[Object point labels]
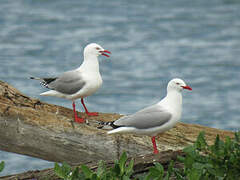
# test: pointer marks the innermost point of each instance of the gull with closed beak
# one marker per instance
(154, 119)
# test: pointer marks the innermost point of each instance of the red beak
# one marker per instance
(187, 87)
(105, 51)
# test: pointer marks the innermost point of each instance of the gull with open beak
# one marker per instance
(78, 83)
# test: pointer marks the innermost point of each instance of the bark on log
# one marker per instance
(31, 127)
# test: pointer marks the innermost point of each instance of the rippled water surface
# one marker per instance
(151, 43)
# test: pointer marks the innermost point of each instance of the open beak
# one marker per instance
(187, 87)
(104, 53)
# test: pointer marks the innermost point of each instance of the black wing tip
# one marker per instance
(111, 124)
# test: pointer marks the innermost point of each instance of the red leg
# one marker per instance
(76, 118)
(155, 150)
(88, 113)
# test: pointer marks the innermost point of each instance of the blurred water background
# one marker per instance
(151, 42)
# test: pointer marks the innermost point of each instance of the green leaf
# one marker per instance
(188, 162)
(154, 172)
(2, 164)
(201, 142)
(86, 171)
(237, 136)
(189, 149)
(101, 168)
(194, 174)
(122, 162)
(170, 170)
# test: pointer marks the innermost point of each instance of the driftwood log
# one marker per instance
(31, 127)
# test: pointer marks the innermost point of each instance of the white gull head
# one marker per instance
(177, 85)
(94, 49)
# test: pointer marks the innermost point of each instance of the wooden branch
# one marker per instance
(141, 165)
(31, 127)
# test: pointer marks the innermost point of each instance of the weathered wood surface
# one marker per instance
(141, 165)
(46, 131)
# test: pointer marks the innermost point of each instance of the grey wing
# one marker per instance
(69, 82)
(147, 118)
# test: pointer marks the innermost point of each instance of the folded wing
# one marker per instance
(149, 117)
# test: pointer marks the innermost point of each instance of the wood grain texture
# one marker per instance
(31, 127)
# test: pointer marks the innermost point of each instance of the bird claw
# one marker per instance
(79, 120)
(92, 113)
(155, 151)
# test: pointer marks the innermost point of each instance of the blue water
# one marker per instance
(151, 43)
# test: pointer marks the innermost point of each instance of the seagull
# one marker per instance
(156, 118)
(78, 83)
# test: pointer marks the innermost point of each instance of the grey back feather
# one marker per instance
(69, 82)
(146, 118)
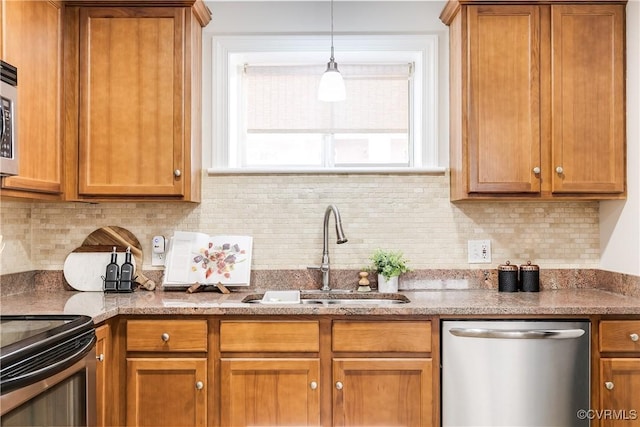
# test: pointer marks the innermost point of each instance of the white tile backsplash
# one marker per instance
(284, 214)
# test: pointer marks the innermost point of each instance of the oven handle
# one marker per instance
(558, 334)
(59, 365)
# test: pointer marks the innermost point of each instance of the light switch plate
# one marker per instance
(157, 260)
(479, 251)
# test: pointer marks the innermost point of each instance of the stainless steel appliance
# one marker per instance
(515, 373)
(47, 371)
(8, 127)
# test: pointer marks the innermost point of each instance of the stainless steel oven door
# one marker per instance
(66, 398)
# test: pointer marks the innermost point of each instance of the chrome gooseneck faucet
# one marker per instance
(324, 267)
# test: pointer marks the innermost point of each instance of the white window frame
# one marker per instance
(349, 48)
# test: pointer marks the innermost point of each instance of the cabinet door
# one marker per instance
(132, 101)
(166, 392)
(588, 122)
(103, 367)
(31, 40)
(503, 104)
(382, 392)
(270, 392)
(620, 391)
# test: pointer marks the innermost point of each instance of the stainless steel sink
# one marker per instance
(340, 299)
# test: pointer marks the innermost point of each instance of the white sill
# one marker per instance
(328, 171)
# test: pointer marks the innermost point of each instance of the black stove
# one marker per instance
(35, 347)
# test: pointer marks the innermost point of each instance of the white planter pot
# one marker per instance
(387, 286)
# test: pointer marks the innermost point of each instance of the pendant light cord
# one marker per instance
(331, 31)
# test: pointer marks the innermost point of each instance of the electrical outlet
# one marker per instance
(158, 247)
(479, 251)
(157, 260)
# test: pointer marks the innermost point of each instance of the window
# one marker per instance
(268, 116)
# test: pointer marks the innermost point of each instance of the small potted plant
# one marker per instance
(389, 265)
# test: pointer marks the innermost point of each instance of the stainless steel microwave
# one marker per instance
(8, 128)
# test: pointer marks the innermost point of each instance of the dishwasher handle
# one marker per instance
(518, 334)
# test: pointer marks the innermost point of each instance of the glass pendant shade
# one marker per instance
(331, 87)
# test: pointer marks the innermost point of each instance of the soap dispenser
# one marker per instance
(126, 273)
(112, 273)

» **EXERCISE TASK**:
Extract the entries in full, exactly as they are, minus the pictures.

» **RESPONSE FOR THIS EXERCISE**:
# test: pointer marks the innermost point of each instance of the gull with closed beak
# one marker per instance
(154, 119)
# test: pointer marks the innermost point of each instance of the red beak
# one marker per instance
(187, 87)
(105, 51)
# test: pointer marks the innermost point of each instance of the gull with open beak
# one marker per instance
(78, 83)
# test: pointer marks the innermost point of each instance of the bark on log
# one marker per instance
(31, 127)
# test: pointer marks the innermost point of each instance of the rippled water surface
# one marker per instance
(151, 43)
# test: pointer marks the innermost point of each instance of the open beak
# one marker per instance
(187, 87)
(104, 53)
# test: pointer marks the innermost point of each instance of the black wing tip
# one marker per instance
(111, 124)
# test: pointer marks the innermost point of each instance of the red leg
# one marker per instance
(76, 118)
(155, 150)
(88, 113)
# test: pointer marks the innermost point of each instance of the blurred water background
# one marker per instance
(151, 42)
# test: pointer marks the innermost point of each instance of the green leaf
# one marker per instance
(188, 162)
(154, 172)
(2, 164)
(201, 142)
(86, 171)
(237, 136)
(189, 149)
(101, 168)
(194, 174)
(122, 162)
(170, 170)
# test: pointer marks the innermost point of each instance of the driftwood log
# one marker per instance
(31, 127)
# test: pointer marks the innermost point of each instance of the white gull head
# one marker per instance
(177, 85)
(94, 49)
# test: pointer marks the innermost point of each instance of the wooden branch
# one marker per instance
(141, 165)
(31, 127)
# test: pointer marks the innermost point of each instance of the weathered wood surface
# one marker per instance
(141, 165)
(46, 131)
# test: pointer marks the innermost point of each instance of the grey wing
# one marker per instance
(69, 82)
(147, 118)
# test: pointer marks the innermost point of each instance of the folded wing
# one marker per instance
(149, 117)
# test: pointer marks the innermost point of each instance of the wood grain texture
# one marker per instance
(31, 127)
# test: pointer marks the innermost point of each instance of the bird claw
# one marker per instance
(79, 120)
(92, 113)
(155, 151)
# test: pointer marks the innermost point of each instance of the blue water
# one marker per instance
(151, 43)
# test: pointer marks the innermost point of each instance of the seagull
# one marker per instance
(156, 118)
(78, 83)
# test: pointer marks the innermost point of each instance of the grey back feather
# one marker per instance
(69, 82)
(146, 118)
# test: pointer marks the innermost point of each instance of the white tile backsplash
# one marker per instance
(284, 214)
# test: pointer marks the innermost point of each instance of the oven handle
# one marker per instance
(558, 334)
(59, 365)
# test: pointer marks the innermost point of each instance of the light switch plate
# one marker per instance
(157, 260)
(479, 251)
# test: pointer marks the innermost point of each instance of the stainless steel appliance
# one marker per instance
(515, 373)
(47, 371)
(8, 127)
# test: pointer marks the innermost point of each instance of the stainless steel oven door
# one marker per instance
(66, 398)
# test: pointer marks the innermost point of each instance of the chrome gooseneck faucet
# one marker per instance
(324, 267)
# test: pointer marks the innermost point of each instance of the white window frame
# one marker per instance
(349, 48)
# test: pointer marks the innermost point of each instance of the cabinet door
# one marker per instance
(132, 101)
(166, 392)
(588, 122)
(103, 367)
(31, 40)
(503, 104)
(382, 392)
(270, 392)
(620, 391)
# test: pointer marks the innermost point of each instance of the stainless steel sink
# one marker per instance
(340, 299)
# test: pointer marks the innermost point of each instance of the white sill
# one marker per instance
(328, 171)
# test: pointer marks the innermost point of each instance of the black stove
# one marker per instance
(35, 347)
# test: pointer marks the innermost point of each instance of the white planter pot
# one marker per instance
(387, 286)
# test: pointer marks the innermost point of each instance of the pendant light cord
# one marker per instance
(331, 31)
# test: pointer marks the innermost point of each instance of the electrical outlet
# one marker per instance
(158, 247)
(479, 251)
(157, 260)
# test: pointer marks the innermost point of each instance of the window
# one marker per instance
(268, 116)
# test: pointer marks the innermost point of each instance of the small potted plant
# one marker per instance
(389, 265)
# test: pointer marks the innermost point of each instance of the stainless steel microwave
# one marker per instance
(8, 128)
# test: pointer marks the innermost point of each instance of the dishwasher handle
# one marker per instance
(518, 334)
# test: pointer marks the innermost point of each instance of the glass pendant shade
# one marker per instance
(331, 87)
# test: pointer marks the innermost point of each instance of the soap dispenser
# one marker per instance
(126, 273)
(112, 273)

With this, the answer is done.